* **The exercise**
Which lines in the items below contain the string "target"? Show each of them in full.

* **Data for the task**
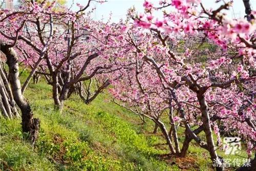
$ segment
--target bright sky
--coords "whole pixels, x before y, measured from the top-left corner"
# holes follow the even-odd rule
[[[137,11],[143,12],[143,3],[144,0],[107,0],[108,2],[102,4],[94,2],[92,7],[96,7],[96,9],[93,17],[95,19],[100,19],[103,17],[107,19],[109,14],[112,13],[112,20],[118,22],[120,18],[125,17],[127,10],[135,6]],[[68,6],[70,6],[72,4],[72,0],[68,0]],[[158,4],[159,0],[149,1],[151,2]],[[202,0],[203,4],[207,8],[218,8],[218,5],[215,3],[216,0]],[[252,9],[256,10],[256,0],[250,0]],[[76,7],[76,3],[78,3],[82,5],[86,5],[87,0],[74,0],[74,10],[77,9]],[[240,18],[243,17],[245,15],[245,9],[242,0],[234,0],[234,5],[232,9],[227,11],[227,14],[231,17]]]
[[[15,0],[14,1],[16,1]],[[74,1],[72,9],[74,10],[78,9],[76,3],[85,5],[88,0],[67,0],[67,6],[70,7]],[[120,18],[125,18],[127,13],[127,10],[134,5],[137,11],[139,12],[143,12],[143,3],[144,0],[107,0],[107,2],[102,4],[93,2],[92,7],[96,7],[95,12],[92,16],[94,19],[100,19],[102,17],[104,19],[109,18],[109,14],[112,13],[112,20],[118,22]],[[159,0],[151,0],[151,2],[158,4]],[[202,0],[203,4],[207,8],[218,8],[218,5],[215,3],[216,0]],[[225,0],[227,2],[227,0]],[[232,9],[227,11],[227,14],[231,17],[241,18],[245,15],[245,9],[242,0],[233,0],[234,5]],[[256,0],[250,0],[252,9],[256,10]]]

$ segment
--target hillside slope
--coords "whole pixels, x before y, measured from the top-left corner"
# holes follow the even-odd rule
[[[138,117],[108,101],[106,93],[90,105],[74,96],[60,114],[54,110],[51,89],[42,79],[25,93],[41,120],[34,149],[24,140],[19,119],[0,118],[0,170],[211,169],[207,153],[193,144],[187,157],[173,158],[161,134],[151,133],[153,123],[141,124]]]

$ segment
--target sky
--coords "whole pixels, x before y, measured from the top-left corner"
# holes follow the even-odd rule
[[[16,1],[15,0],[14,1]],[[155,4],[158,4],[159,0],[148,0]],[[88,0],[67,0],[67,6],[71,6],[73,3],[72,9],[76,10],[76,3],[86,5]],[[107,0],[107,2],[102,4],[93,2],[91,8],[96,7],[96,10],[92,14],[94,19],[99,20],[104,18],[105,20],[109,18],[109,14],[112,13],[112,20],[118,22],[120,18],[125,18],[129,8],[134,6],[139,12],[143,12],[143,3],[144,0]],[[216,0],[202,0],[203,4],[206,8],[218,8],[218,4],[215,3]],[[227,0],[226,0],[227,2]],[[245,14],[245,9],[242,0],[233,0],[233,7],[230,10],[227,11],[226,13],[232,18],[243,17]],[[253,10],[256,10],[256,0],[250,0],[251,7]]]
[[[102,4],[94,2],[91,6],[96,7],[96,11],[92,16],[94,19],[100,19],[102,17],[107,19],[110,13],[112,13],[112,20],[117,22],[120,18],[125,18],[127,9],[134,6],[137,11],[143,12],[143,3],[144,0],[107,0],[108,2]],[[158,4],[159,0],[148,0],[154,4]],[[218,8],[219,6],[215,3],[216,0],[202,0],[203,4],[207,8]],[[227,11],[227,14],[232,18],[243,17],[245,15],[245,9],[242,0],[234,0],[233,7],[229,11]],[[68,6],[72,4],[72,0],[68,0]],[[256,10],[256,0],[250,0],[251,8]],[[87,0],[74,0],[74,6],[78,3],[81,5],[86,5]],[[74,10],[77,9],[73,7]]]

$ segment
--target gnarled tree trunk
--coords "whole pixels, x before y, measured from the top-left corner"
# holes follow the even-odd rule
[[[9,67],[9,80],[14,99],[22,111],[22,129],[24,133],[29,134],[29,139],[33,144],[38,138],[39,120],[33,118],[30,105],[22,93],[19,78],[18,56],[12,48],[1,42],[1,50],[7,58]]]

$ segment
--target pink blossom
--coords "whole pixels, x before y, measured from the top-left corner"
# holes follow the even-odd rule
[[[181,0],[173,0],[172,1],[172,5],[174,6],[177,9],[180,9],[182,7],[182,3]]]
[[[150,10],[153,7],[153,4],[147,1],[145,1],[143,4],[143,7],[147,10]]]
[[[163,24],[162,22],[159,20],[157,20],[155,24],[157,27],[161,27]]]

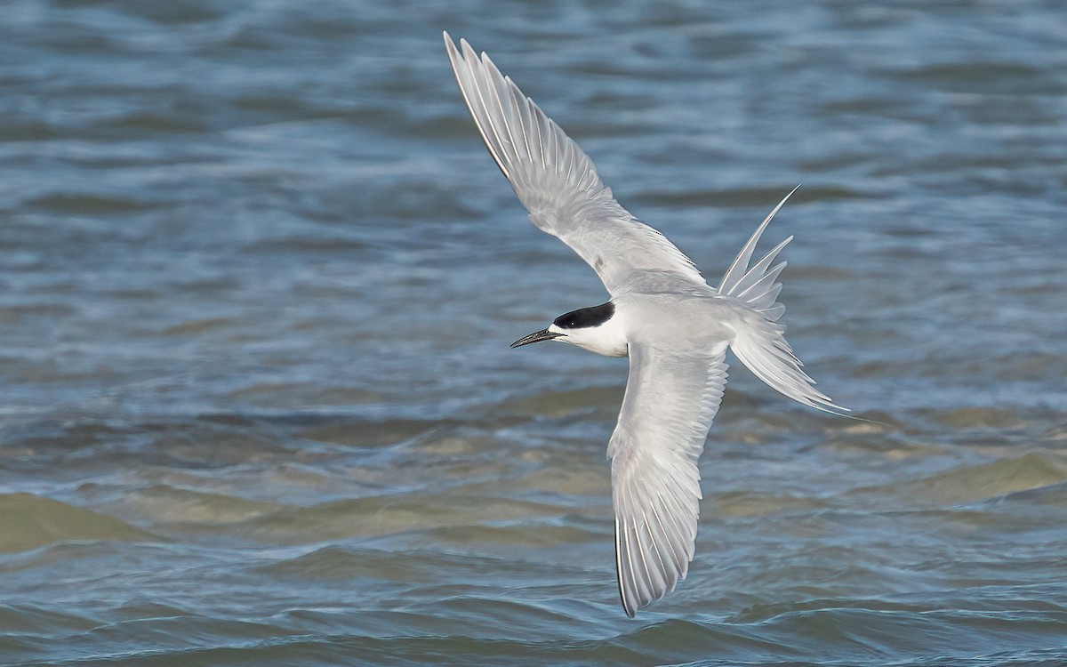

* **Output for this exercise**
--target bright sky
--target hillside slope
--target sky
--target gnarled tree trunk
--target pink blossom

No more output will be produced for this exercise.